### [Requisiti dell'esercizio]
Inserisci tutte le righe seguenti in una tabella Markdown con le colonne «n», che riporta il numero progressivo, e «Riga», che riporta il testo. Escludi le righe vuote.
**********
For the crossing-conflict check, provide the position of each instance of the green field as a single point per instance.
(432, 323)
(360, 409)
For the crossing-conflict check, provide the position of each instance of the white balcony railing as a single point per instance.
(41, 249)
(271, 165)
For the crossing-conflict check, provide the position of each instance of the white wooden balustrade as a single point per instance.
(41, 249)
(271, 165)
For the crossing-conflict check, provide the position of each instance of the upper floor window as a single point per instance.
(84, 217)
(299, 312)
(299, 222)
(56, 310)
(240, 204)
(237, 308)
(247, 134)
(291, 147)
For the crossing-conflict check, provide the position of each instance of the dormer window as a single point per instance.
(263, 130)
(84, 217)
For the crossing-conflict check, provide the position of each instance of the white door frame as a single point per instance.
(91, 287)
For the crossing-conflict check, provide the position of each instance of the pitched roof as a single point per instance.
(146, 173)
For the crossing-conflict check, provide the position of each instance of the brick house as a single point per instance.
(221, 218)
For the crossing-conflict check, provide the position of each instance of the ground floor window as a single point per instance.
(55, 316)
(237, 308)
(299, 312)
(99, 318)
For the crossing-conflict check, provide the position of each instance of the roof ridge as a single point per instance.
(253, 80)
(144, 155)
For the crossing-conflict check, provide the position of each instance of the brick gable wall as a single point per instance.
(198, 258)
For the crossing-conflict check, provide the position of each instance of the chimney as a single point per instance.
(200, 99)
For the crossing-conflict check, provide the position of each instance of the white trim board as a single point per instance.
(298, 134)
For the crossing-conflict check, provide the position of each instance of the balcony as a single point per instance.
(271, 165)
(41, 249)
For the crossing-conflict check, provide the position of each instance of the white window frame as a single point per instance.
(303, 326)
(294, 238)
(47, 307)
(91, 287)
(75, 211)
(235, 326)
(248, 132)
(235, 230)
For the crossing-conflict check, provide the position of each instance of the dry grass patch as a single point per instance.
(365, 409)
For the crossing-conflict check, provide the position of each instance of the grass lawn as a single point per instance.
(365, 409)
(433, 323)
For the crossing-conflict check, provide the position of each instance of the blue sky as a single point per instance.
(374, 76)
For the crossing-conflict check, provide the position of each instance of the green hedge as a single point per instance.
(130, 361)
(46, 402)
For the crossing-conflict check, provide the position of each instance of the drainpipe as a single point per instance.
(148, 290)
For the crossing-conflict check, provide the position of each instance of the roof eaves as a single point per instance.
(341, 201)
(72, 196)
**********
### [Problema risolto]
| n | Riga |
|---|---|
| 1 | For the crossing-conflict check, provide the position of each instance of the green field as a single point per instance. |
| 2 | (432, 323) |
| 3 | (360, 409) |
| 4 | For the crossing-conflict check, provide the position of each instance of the white balcony railing as a single point per instance. |
| 5 | (41, 249) |
| 6 | (271, 165) |
| 7 | For the crossing-conflict check, provide the position of each instance of the white wooden balustrade as a single point per instance. |
| 8 | (41, 249) |
| 9 | (271, 165) |
| 10 | For the crossing-conflict check, provide the position of each instance of the upper floor window as a single point per instance. |
| 11 | (84, 217) |
| 12 | (299, 312) |
| 13 | (299, 222) |
| 14 | (56, 310) |
| 15 | (240, 204) |
| 16 | (237, 308) |
| 17 | (247, 134) |
| 18 | (291, 147) |
| 19 | For the crossing-conflict check, provide the position of each instance of the dormer window as a single point per instance. |
| 20 | (263, 130) |
| 21 | (84, 217) |
| 22 | For the crossing-conflict check, provide the position of each instance of the white door frame as a single point per instance. |
| 23 | (91, 287) |
| 24 | For the crossing-conflict check, provide the position of each instance of the pitched roof as a single point per instance. |
| 25 | (146, 173) |
| 26 | For the crossing-conflict check, provide the position of each instance of the brick house as a single point per instance. |
| 27 | (221, 218) |
| 28 | For the crossing-conflict check, provide the position of each instance of the ground floor window as a single point per instance. |
| 29 | (55, 316) |
| 30 | (237, 308) |
| 31 | (299, 312) |
| 32 | (99, 318) |
| 33 | For the crossing-conflict check, provide the position of each instance of the roof ridge as a single point per instance. |
| 34 | (253, 80) |
| 35 | (144, 155) |
| 36 | For the crossing-conflict check, provide the position of each instance of the brick gable wall as a single point per instance. |
| 37 | (198, 258) |
| 38 | For the crossing-conflict check, provide the position of each instance of the chimney as a single point per instance. |
| 39 | (200, 99) |
| 40 | For the crossing-conflict check, provide the position of each instance of the white trim board as a single point per instance. |
| 41 | (298, 134) |
| 42 | For the crossing-conflict check, provide the position of each instance of the balcony as a single point per instance. |
| 43 | (271, 165) |
| 44 | (41, 249) |
| 45 | For the crossing-conflict check, provide the position of each instance of the white window frame as a single point per instance. |
| 46 | (303, 326) |
| 47 | (294, 238) |
| 48 | (47, 307) |
| 49 | (91, 287) |
| 50 | (75, 211) |
| 51 | (235, 326) |
| 52 | (248, 132) |
| 53 | (235, 230) |
| 54 | For the crossing-conflict check, provide the position of each instance of the dry grass patch as a single point per instance. |
| 55 | (365, 409) |
| 56 | For the crossing-conflict check, provide the position of each instance of the grass lawn as a single point per instance. |
| 57 | (365, 409) |
| 58 | (433, 323) |
| 59 | For the crossing-conflict check, provide the position of each instance of the blue sky as a single point per instance. |
| 60 | (374, 76) |
| 61 | For the crossing-conflict check, provide the position of each instance of the green hedge as a single point per instance. |
| 62 | (130, 361) |
| 63 | (46, 402) |
| 64 | For the crossing-conflict check, provide the position of each instance of the drainpipe as a single point per instance. |
| 65 | (148, 290) |
| 66 | For the crossing-conflict check, provide the position of each instance of the roof eaves as a single point per instance. |
| 67 | (341, 201) |
| 68 | (72, 196) |